◆ **Liste des tâches**
1. Relevez tous les noms propres de personnes et de lieux qui figurent dans le texte sur la dissuasion nucléaire.
2. Répondez brièvement, d'après le texte sur la dissuasion nucléaire :
(a) Quel grade militaire porte Manel ?
(b) Selon le passage cité de Manel, quelle guerre redeviendrait possible entre puissances nucléaires en cas de blocage absolu du niveau stratégique ?
(c) Sur quelle capacité repose le système de défense présenté dans le dernier paragraphe ?
3. Rédigez la suite du texte sur la dissuasion nucléaire, en partant de sa dernière phrase.

Trompettes et sirènes de la dissuasion
Décidément, la dissuasion n’est plus ce qu’elle était… et les jeunes officiers, en cette matière de doctrine quasi religieuse, versent de plus en plus dans l’hérésie. Celle du lieutenant-colonel Manel a pour origine un doute qui a déjà effleuré bien des consciences : quel est le chef d’État qui sera assez fou pour tirer en premier sur les cités de son adversaire, sachant pertinemment qu’il signe ainsi l’arrêt de mort de sa nation… ? Nos concitoyens auraient-ils la force d’âme des habitants de Sagonte qui préfèrent se jeter dans le feu plutôt que de se rendre à Hannibal… ? N’est-il pas plus probable qu’au moment où le chef de l’État s’apprêterait à appuyer sur la détente de la force nucléaire stratégique, une immense clameur s’élèverait pour le conjurer de n’en rien faire… ?
Questions impies certes, mais l’auteur ne s’en tient pas là car il en tire un scénario très instructif sur lequel nous allons revenir. Pour lui. le véritable problème est celui-ci : « Et si l’arme nucléaire stratégique finissait par remplir trop parfaitement sa fonction, c’est-à-dire susciter dans l’esprit de chacun des antagonistes l’idée qu’il suffit de la posséder pour interdire à coup sûr à l’autre de l’utiliser (en tant qu’arme anti-cités bien entendu), il existerait bel et bien un blocage absolu du niveau stratégique : alors, comble de l’ironie, entre puissances nucléaires la guerre classique redeviendrait possible (…). L’agresseur ne croirait pas, ou plus, à la volonté réelle du pays agressé de prendre le risque du suicide pour protéger son territoire de l’invasion. Toujours est-il qu’en brandissant l’arme nucléaire stratégique et en proclamant Noli me tangere [Ne me touche pas], il y a un risque de ne pas être pris au sérieux ».
Si donc l’arme nucléaire stratégique a pour fonction réelle d’interdire à l’autre d’utiliser son arsenal anti-cité le premier, il faut compléter cette balance par un système de défense capable de s’opposer à une forme d’agression que l’on n’est pas en mesure de prévenir. Et ce système de défense est celui qui repose sur la capacité anti-forces d’un corps de bataille doté d’armes nucléaires tactiques.

◆ **Informations fournies**
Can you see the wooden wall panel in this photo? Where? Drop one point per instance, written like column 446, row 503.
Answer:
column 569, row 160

◆ **Réponses**
1. Manel, Sagonte, Hannibal

2.
(a) Lieutenant-colonel.
(b) La guerre classique.
(c) Sur la capacité anti-forces d'un corps de bataille doté d'armes nucléaires tactiques.

3.
Il est évident que ce n’est pas le cas actuellement, nos forces nucléaires tactiques ne nous permettraient de porter qu’un coup d’arrêt provisoire sur un front limité. Après quoi viendrait une deuxième puis une troisième armée blindée… Et nous voilà au dilemme précédent : suicide ou invasion ?
Seuls, nous ne pouvons pas sortir de cette impasse et nous n’avons pas les moyens de nous payer à la fois une force nucléaire stratégique, indispensable pour prévenir la destruction de nos villes, par la menace d’une vengeance posthume – la seule vraiment crédible – et un corps de bataille capable de mener une bataille d’arrêt sur un front de 1 000 km.
Les Européens, eux, ont les moyens industriels et les effectifs nécessaires pour bâtir une telle défense et pour imposer à l’agresseur, très en avant, sur le rideau de fer et au-delà, une bataille nucléaire qui paralysera ses mouvements et sa logistique. Mais, comme il est impensable actuellement de pouvoir obtenir le consensus européen nécessaire à l’instauration de la confédération européenne, l’auteur en conclut qu’il faut en bâtir la charpente maîtresse par l’union de la France et de la République fédérale d’Allemagne (RFA).
Il a daté son œuvre de 1979 : on ne peut donc l’accuser de reprendre l’idée du général Buis et d’Alexandre Sanguinetti. On ne peut non plus dénier à sa démarche le caractère logique. Je ne lui reprocherai pas plus, pour la part du moins, le caractère sacrilège de son doute à l’égard de la doctrine de la dissuasion française et je me féliciterais, au contraire, de savoir que la hiérarchie n’a pas sanctionné la hardiesse de pensée de l’auteur. Mais qu’il me permette de lui dire combien je le trouve irréaliste.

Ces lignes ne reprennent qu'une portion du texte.